→ PROBLEM
Write the next part of the mailing-list review of the NFS reexport documentation patch below, starting right after its final sentence about filehandle size.

→ PASSAGE
== == ==
Thanks for posting this, Bruce! Comments inline.


> ---
> Documentation/filesystems/nfs/index.rst    |   1 +
> Documentation/filesystems/nfs/reexport.rst | 110 +++++++++++++++++++++
> 2 files changed, 111 insertions(+)
> create mode 100644 Documentation/filesystems/nfs/reexport.rst
> 
> diff --git a/Documentation/filesystems/nfs/index.rst b/Documentation/filesystems/nfs/index.rst
> index 65805624e39b..288d8ddb2bc6 100644
> --- a/Documentation/filesystems/nfs/index.rst
> +++ b/Documentation/filesystems/nfs/index.rst
> @@ -11,3 +11,4 @@ NFS
>    rpc-server-gss
>    nfs41-server
>    knfsd-stats
> +   reexport
> diff --git a/Documentation/filesystems/nfs/reexport.rst b/Documentation/filesystems/nfs/reexport.rst
> new file mode 100644
> index 000000000000..892cb1e9c45c
> --- /dev/null
> +++ b/Documentation/filesystems/nfs/reexport.rst
> @@ -0,0 +1,110 @@
> +Reexporting NFS filesystems
> +===========================
> +
> +Overview
> +--------
> +
> +It is possible to reexport an NFS filesystem over NFS.  However, this
> +feature comes with a number of limitations.  Before trying it, we
> +recommend some careful research to determine wether it will work for
> +your purposes.

^wether^whether


> +
> +A discussion of current known limitations follows.
> +
> +"fsid=" required, crossmnt broken
> +---------------------------------
> +
> +We require the "fsid=" export option on any reexport of an NFS
> +filesystem.

Recommended approach? I would just say use 'uuidgen -r'


> +The "crossmnt" export option does not work in the reexport case.

Can you expand on this a little? Consequences? Risks?


> +Reboot recovery
> +---------------
> +
> +The NFS protocol's normal reboot recovery mechanisms don't work for the
> +case when the reexport server reboots.  Clients will lose any locks
> +they held before the reboot, and further IO will result in errors.
> +Closing and reopening files should clear the errors.

Any recommended workarounds? Or does this simply mean that
administrators need to notify client users to unmount (or
at least stop their workloads) before rebooting the proxy?


> +Filehandle limits
> +-----------------
> +
> +If the original server uses an X byte filehandle for a given object, the
> +reexport server's filehandle for the reexported object will be X+22
> +bytes, rounded up to the nearest multiple of four bytes.
== == ==
→ DATA EXCERPTS
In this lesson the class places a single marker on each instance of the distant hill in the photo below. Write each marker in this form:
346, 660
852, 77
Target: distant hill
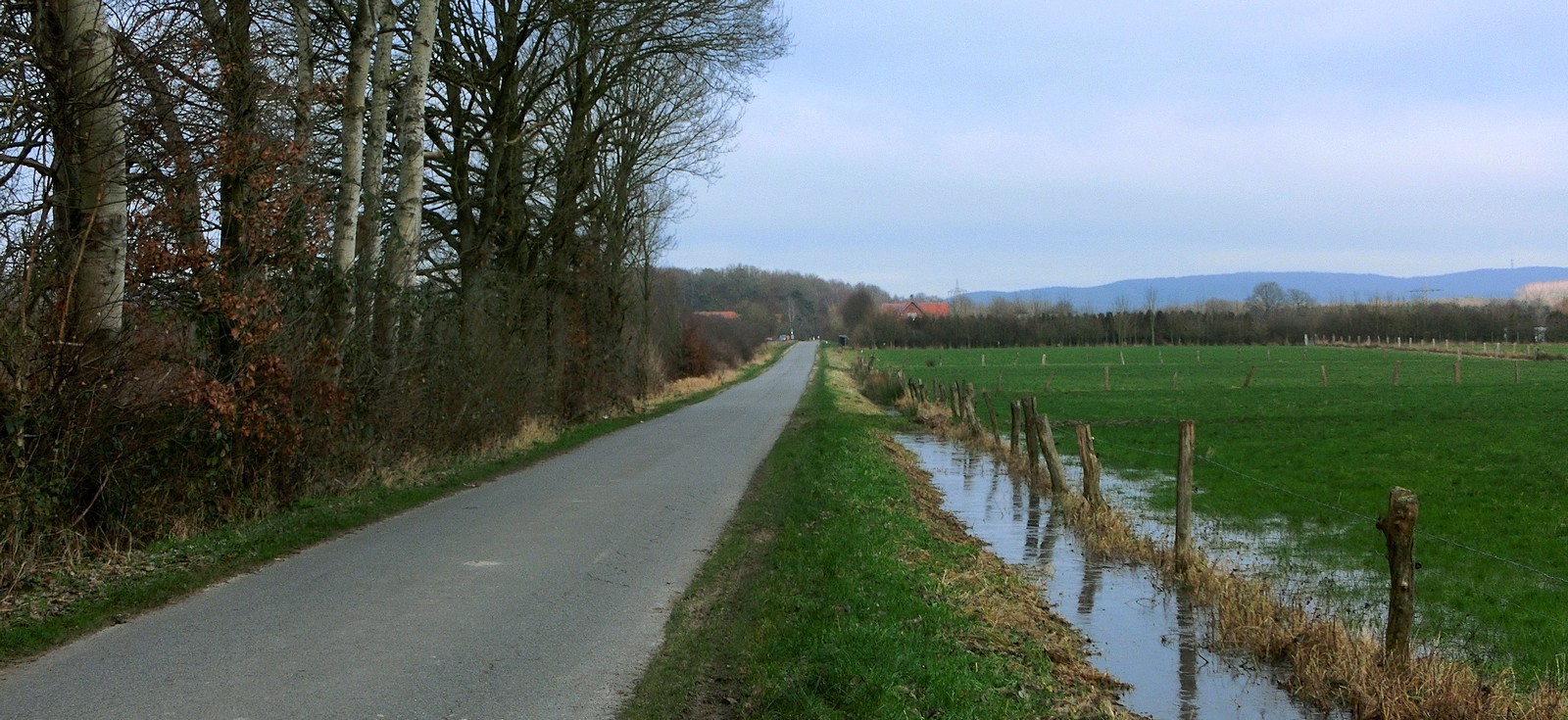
1325, 287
== == ==
→ WRITTEN RESPONSE
> +
> +The result must fit into the RFC-mandated filehandle size limits:
> +
> ++-------+-----------+
> +| NFSv2 |  32 bytes |
> ++-------+-----------+
> +| NFSv3 |  64 bytes |
> ++-------+-----------+
> +| NFSv4 | 128 bytes |
> ++-------+-----------+
> +
> +So, for example, you will only be able to reexport a filesystem over
> +NFSv2 if the original server gives you filehandles that fit in 10
> +bytes--which is unlikely.
> +
> +In general there's no way to know the maximum filehandle size given out
> +by an NFS server without asking the server vendor.
> +
> +But the following table gives a few examples.  The first column is the
> +typical length of the filehandle from a Linux server exporting the given
> +filesystem, the second is the length after that nfs export is reexported
> +by another Linux host:
> +
> ++--------+-------------------+----------------+
> +|        | filehandle length | after reexport |
> ++========+===================+================+
> +| ext4:  | 28 bytes          | 52 bytes       |
> ++--------+-------------------+----------------+
> +| xfs:   | 32 bytes          | 56 bytes       |
> ++--------+-------------------+----------------+
> +| btrfs: | 40 bytes          | 64 bytes       |
> ++--------+-------------------+----------------+
> +
> +All will therefore fit in an NFSv3 or NFSv4 filehandle after reexport,
> +but none are reexportable over NFSv2.
> +
> +Linux server filehandles are a bit more complicated than this, though;
> +for example:
> +
> +        - The (non-default) "subtreecheck" export option generally
> +          requires another 4 to 8 bytes in the filehandle.
> +        - If you export a subdirectory of a filesystem (instead of
> +          exporting the filesystem root), that also usually adds 4 to 8
> +          bytes.
> +        - If you export over NFSv2, knfsd usually uses a shorter
> +          filesystem identifier that saves 8 bytes.
> +        - The root directory of an export uses a filehandle that is
> +          shorter.
> +
> +As you can see, the 128-byte NFSv4 filehandle is large enough that
> +you're unlikely to have trouble using NFSv4 to reexport any filesystem
> +exported from a Linux server.  In general, if the original server is
> +something that also supports NFSv3, you're *probably* OK.  Re-exporting
> +over NFSv3 may be dicier, and reexporting over NFSv2 will probably
> +never work.
> +
> +For more details of Linux filehandle structure, the best reference is
> +the source code and comments; see in particular:
> +
> +        - include/linux/exportfs.h:enum fid_type
> +        - include/uapi/linux/nfsd/nfsfh.h:struct nfs_fhbase_new
> +        - fs/nfsd/nfsfh.c:set_version_and_fsid_type
> +        - fs/nfs/export.c:nfs_encode_fh
> +
> +Open DENY bits ignored
> +----------------------
> +
> +NFS since NFSv4 supports ALLOW and DENY bits taken from Windows, which
> +allow you, for example, to open a file in a mode which forbids other
> +read opens or write opens. The Linux client doesn't use them, and the
> +server's support has always been incomplete: they are enforced only
> +against other NFS users, not against processes accessing the exported
> +filesystem locally. A reexport server will also not pass them along to
> +the original server, so they will not be enforced between clients of
> +different reexport servers.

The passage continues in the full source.